*Task statement*: Count the lines in the entries below that contain the string "tree", with case counting. Give only the number.
--- start Provided material ---
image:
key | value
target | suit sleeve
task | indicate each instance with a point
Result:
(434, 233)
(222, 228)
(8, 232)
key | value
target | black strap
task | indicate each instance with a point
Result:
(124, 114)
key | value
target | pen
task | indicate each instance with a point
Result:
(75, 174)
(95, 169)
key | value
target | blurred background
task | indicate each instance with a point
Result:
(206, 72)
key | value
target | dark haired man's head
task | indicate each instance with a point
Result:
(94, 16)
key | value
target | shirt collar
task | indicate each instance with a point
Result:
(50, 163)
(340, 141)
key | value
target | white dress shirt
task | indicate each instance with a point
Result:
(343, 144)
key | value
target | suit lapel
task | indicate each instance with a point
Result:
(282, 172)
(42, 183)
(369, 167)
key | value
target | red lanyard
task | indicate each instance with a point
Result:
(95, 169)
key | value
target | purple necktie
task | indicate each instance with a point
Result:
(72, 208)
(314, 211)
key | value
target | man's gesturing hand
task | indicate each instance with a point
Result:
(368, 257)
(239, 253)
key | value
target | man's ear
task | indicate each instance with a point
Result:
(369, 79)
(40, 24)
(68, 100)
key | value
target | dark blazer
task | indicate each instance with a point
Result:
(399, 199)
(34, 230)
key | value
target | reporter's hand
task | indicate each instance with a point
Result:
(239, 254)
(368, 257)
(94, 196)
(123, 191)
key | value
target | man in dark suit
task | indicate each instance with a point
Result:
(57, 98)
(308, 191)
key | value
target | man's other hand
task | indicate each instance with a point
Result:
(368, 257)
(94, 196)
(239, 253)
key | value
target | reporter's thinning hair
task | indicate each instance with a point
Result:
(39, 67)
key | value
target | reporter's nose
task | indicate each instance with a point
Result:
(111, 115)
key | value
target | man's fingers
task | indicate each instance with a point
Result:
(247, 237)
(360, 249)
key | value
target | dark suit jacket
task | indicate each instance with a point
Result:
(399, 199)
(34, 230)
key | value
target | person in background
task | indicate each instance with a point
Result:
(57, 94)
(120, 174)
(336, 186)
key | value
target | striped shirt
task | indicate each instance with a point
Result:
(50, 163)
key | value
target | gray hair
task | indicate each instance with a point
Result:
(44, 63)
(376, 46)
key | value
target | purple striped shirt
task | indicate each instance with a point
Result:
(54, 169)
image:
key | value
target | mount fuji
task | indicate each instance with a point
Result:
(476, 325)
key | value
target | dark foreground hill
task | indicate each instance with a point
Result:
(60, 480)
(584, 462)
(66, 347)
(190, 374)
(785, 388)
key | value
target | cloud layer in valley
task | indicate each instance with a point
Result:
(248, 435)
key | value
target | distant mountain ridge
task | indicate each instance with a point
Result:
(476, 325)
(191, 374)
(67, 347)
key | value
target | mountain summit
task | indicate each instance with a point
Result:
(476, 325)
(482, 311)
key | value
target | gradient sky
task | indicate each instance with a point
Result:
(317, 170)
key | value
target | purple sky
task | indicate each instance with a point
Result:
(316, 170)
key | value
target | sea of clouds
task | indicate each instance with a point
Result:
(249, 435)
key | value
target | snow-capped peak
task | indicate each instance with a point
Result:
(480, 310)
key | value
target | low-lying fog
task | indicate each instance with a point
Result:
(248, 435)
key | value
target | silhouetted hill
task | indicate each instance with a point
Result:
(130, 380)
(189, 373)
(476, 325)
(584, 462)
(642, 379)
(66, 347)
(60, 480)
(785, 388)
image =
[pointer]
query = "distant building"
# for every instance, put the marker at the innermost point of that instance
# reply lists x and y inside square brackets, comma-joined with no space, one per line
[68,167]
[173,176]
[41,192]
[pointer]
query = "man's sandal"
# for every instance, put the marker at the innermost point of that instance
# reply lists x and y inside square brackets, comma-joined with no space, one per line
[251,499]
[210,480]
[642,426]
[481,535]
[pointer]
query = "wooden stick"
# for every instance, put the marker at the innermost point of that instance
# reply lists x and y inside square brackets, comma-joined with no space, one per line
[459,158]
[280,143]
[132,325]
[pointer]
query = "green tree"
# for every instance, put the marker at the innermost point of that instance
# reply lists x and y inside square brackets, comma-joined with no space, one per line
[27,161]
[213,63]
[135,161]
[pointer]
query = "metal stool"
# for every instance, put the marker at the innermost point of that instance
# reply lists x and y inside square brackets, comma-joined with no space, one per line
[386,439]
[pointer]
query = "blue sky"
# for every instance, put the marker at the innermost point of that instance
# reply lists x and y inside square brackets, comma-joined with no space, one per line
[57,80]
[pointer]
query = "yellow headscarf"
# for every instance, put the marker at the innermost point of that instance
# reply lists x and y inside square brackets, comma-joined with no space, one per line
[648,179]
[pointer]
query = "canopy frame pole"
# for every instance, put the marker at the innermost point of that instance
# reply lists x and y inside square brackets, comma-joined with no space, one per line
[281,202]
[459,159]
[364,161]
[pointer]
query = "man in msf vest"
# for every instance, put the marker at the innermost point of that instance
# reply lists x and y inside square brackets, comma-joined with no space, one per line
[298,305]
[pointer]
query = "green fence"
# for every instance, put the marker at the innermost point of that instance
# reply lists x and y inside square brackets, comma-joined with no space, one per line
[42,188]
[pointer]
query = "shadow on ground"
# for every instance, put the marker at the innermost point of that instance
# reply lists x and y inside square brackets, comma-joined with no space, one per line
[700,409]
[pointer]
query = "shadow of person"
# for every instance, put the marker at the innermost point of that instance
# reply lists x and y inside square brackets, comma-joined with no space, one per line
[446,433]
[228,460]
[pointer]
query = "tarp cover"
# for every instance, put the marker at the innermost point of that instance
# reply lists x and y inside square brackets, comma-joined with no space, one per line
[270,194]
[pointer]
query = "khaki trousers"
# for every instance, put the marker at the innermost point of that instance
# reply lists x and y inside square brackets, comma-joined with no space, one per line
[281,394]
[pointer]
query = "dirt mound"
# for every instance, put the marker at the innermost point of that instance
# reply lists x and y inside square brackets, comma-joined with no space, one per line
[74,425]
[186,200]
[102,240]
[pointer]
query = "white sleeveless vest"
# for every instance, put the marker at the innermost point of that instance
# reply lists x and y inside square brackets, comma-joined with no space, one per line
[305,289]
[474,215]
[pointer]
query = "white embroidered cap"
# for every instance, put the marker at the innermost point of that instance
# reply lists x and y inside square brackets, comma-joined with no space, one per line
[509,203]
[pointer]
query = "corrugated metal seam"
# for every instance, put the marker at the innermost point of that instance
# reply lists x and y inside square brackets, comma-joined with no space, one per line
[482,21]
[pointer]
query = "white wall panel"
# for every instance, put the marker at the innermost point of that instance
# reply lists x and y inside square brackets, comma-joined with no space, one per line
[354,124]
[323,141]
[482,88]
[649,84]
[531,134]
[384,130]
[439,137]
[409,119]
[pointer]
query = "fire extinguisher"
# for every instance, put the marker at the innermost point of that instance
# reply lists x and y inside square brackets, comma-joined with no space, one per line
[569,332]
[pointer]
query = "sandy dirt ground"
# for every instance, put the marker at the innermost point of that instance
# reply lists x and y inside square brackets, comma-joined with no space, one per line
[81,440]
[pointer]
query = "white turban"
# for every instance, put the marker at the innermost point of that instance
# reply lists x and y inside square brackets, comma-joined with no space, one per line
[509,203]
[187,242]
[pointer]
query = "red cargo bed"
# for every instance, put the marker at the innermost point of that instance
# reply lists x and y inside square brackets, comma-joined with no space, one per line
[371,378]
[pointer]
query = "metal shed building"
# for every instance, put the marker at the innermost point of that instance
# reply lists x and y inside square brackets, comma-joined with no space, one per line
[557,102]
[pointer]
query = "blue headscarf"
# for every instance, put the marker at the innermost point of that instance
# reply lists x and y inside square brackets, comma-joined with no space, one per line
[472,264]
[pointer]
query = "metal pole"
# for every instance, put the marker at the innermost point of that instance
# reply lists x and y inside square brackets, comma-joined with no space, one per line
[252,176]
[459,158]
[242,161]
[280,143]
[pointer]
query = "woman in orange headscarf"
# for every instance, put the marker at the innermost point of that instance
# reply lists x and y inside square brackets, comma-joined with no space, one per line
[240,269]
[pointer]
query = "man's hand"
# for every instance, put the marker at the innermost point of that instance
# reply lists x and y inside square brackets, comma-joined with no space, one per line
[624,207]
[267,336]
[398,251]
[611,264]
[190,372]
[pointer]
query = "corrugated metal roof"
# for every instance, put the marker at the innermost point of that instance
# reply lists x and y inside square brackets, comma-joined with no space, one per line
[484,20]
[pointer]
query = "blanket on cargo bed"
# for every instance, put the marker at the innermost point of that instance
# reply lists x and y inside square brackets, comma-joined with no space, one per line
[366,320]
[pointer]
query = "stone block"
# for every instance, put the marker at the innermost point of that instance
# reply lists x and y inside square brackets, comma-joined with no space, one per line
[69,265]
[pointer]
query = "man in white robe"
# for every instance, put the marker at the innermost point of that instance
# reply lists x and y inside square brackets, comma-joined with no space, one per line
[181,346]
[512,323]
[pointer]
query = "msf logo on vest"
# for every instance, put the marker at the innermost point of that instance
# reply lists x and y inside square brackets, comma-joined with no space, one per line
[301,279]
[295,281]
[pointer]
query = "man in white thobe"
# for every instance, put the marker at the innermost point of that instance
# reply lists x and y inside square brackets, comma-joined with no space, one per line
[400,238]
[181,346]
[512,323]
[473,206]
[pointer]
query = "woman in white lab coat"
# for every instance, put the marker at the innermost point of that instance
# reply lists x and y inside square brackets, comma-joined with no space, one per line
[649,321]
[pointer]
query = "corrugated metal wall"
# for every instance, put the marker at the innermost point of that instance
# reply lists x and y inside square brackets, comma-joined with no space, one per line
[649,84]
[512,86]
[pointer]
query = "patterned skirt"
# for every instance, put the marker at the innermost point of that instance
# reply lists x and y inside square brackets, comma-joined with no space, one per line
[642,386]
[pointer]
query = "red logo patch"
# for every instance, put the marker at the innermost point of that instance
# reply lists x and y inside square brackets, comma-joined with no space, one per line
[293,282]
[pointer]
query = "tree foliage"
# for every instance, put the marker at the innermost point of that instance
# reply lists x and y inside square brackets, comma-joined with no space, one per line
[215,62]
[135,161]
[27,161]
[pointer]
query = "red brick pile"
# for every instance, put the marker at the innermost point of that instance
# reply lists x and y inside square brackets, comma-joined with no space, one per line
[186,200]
--- end Provided material ---
*Result for this exercise*: 2